• [WHAT THIS EXERCISE ASKS]
a) Say whether each statement agrees with the iKnow query API passage below, answering yes or no and quoting the words of the passage that decide it. (i) The iKnow query APIs return each result row as a `$list`. (ii) Once filters come into play, the SQL version of the API is the easier choice. (iii) The HelloWorld demo domain currently holds a large amount of data to query.
b) Pick up the iKnow query API passage below from its last sentence and continue it.

╭─ DOCUMENT SECTION

The iKnow infrastructure in IRIS includes a comprehensive query API, implementing a few common types of "questions" you might want to ask of the data processed. In our HelloWorld demo domain there isn't as much data to query right now (unless you also indexed a directory or table with interesting contents), but let's take a closer look anyway. 

The iKnow query APIs return data by reference in an array with a `$list` for each result row. We'll first create a utility method for browsing these results. Note that there is also a SQL version of the API that is somewhat more straightforward to consume from Python, but when we start working with filters later on, programmatic access through the Native API will be easier again.

╰─
╭─ INFORMATION PROVIDED

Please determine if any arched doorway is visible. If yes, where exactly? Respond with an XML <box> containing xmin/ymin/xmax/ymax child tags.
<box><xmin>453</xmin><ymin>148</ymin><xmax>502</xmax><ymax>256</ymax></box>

╰─

• [WRITTEN ANSWERS]
a)
(i) Yes: "The iKnow query APIs return data by reference in an array with a `$list` for each result row."
(ii) No: "when we start working with filters later on, programmatic access through the Native API will be easier again."
(iii) No: "In our HelloWorld demo domain there isn't as much data to query right now"

b)
In [5]:
def iknow_query(api : str, method : str, domain_id : int, *args, **kwargs):
    kwargs = { 'outGlo': '^result', **kwargs }
    outGlo = kwargs['outGlo']
    
    # figure out result columns to build a nice return object
    proxy = irispy.classMethodValue('%Dictionary.ParameterDefinition', '%OpenId', api+'||'+method+'RT')
    raw = proxy.get('Default').split(',')
    return_cols = list(map(lambda x:x.split(':')[0], raw))
    return_types = list(map(lambda x:x.split(':')[1], raw))
    
    # parse method spec so we can build positional argument list out of kvargs
    # this is getting a litle into the weeds, and may be dealt with inside the Native API
    # more elegantly in a future release
    kwupper = {}
    for k, v in kwargs.items():
        if k == 'outGlo':
            continue
        kwupper[k.upper()] = v
    proxy = irispy.classMethodValue('%Dictionary.CompiledMethod', '%OpenId', api+'||'+method)
    raw = proxy.get('FormalSpec').split(',')
    full_args = []
    for i, argument in enumerate(raw):
        if (i < 2): 
            continue  # skip &result and domainId
        if ((argument[0]=='&') or (argument[0]=='*')):
            argument = argument[1:]
        argument = argument.split('=')
        argument_name = argument[0].split(':')[0].upper()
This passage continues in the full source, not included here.